-- Aim a --
In the forum thread, what does Mont say has happened to the former sponsor?

-- Quoted text --
# DeerTexas is no longer a sponsor here



## Mont (Nov 17, 1998)

He has been banned and I apologize to each one of you for his behaviour.


----------



## InfamousJ (May 21, 2004)

Interesting chain of events today and the last post he made was surely wrong. I hope it wasn't a case of computer piracy by a "friend" of his or anything. Thanks for doing all you do, Mont. Sorry this happened.


----------



## deebo (May 22, 2004)

thanks mont. you got yourself a top notch operation running here.


----------



## Bret (May 21, 2004)

Dang, got busy and missed everything..


----------



## Bukmstr (Nov 12, 2004)

*Thanks.*

Thanks Mont, I never really understood that thread. I know everyone has opinions out here, but that seemed to be over the edge and falling fast. Thanks for stepping in.....

-Buk-


----------



## capn (Aug 11, 2005)

Props to ya for taking action even if the guy is a sponsor. Says alot.


----------



## Haute Pursuit (Jun 26, 2006)

capn said:


> Props to ya for taking action even if the guy is a sponsor. Says alot.


Exactly, and no apologies are necessary. He dug his own grave with that last thread. Don't know what he was drinking but hopefully he is not near an open flame...


----------



## Seemorehinie (Aug 12, 2005)

Mont,

Ditto..appreciate all you do. No apoligies neccessary.


----------



## Trouthunter (Dec 18, 1998)

Thanks Boss.

TH


----------



## TOM GRAHAM (Mar 15, 2006)

you do a great job..the checks going in the mail today


----------



## troy merrill (May 21, 2004)

-- Aim b --
List every line of the records that contains the string "white", matching case exactly.

-- Data section --
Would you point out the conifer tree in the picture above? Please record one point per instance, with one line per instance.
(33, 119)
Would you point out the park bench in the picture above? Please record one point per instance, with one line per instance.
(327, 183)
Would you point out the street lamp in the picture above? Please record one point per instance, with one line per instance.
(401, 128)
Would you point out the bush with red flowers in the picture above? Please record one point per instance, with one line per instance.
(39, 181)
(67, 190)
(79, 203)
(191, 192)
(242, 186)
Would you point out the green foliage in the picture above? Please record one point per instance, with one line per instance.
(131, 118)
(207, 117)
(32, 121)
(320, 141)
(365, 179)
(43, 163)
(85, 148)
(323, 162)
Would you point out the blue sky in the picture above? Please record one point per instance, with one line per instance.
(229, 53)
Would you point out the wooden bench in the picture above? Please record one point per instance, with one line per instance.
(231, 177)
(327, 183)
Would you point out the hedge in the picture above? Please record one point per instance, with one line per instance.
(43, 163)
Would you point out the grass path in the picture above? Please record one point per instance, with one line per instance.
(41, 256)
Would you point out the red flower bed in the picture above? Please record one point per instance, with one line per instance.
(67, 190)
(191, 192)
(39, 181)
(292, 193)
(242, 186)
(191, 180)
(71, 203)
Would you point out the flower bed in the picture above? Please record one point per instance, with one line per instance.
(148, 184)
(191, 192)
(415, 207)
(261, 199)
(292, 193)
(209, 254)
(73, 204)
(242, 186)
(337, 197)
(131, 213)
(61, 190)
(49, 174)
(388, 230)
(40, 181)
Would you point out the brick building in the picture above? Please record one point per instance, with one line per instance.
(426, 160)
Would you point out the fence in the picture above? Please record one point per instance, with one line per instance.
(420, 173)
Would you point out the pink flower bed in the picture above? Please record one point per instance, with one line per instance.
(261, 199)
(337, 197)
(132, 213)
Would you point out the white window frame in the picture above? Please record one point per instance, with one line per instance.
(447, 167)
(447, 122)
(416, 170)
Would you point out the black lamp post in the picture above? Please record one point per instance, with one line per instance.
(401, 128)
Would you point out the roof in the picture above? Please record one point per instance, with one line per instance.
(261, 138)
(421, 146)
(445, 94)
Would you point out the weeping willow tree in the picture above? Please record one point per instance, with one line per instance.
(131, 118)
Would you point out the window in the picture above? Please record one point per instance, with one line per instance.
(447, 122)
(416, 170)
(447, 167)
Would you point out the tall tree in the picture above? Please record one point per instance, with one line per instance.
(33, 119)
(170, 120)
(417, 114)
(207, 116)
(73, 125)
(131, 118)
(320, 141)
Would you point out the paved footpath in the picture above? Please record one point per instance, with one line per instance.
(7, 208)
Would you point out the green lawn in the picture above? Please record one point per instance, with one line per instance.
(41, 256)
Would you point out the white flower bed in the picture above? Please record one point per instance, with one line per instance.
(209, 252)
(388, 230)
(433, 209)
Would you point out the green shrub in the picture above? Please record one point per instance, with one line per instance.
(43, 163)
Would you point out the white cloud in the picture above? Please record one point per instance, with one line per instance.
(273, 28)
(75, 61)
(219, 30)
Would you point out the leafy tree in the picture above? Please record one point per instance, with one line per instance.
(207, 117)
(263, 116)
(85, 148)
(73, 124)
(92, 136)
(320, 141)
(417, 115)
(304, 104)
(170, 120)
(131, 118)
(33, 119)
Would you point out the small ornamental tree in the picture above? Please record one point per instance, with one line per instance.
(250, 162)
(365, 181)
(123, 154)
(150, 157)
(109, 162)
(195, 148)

==

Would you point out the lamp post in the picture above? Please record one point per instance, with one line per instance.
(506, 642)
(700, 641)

-- Final answer a --
He has been banned.

-- Final answer b --
Would you point out the white window frame in the picture above? Please record one point per instance, with one line per instance.
Would you point out the white flower bed in the picture above? Please record one point per instance, with one line per instance.
Would you point out the white cloud in the picture above? Please record one point per instance, with one line per instance.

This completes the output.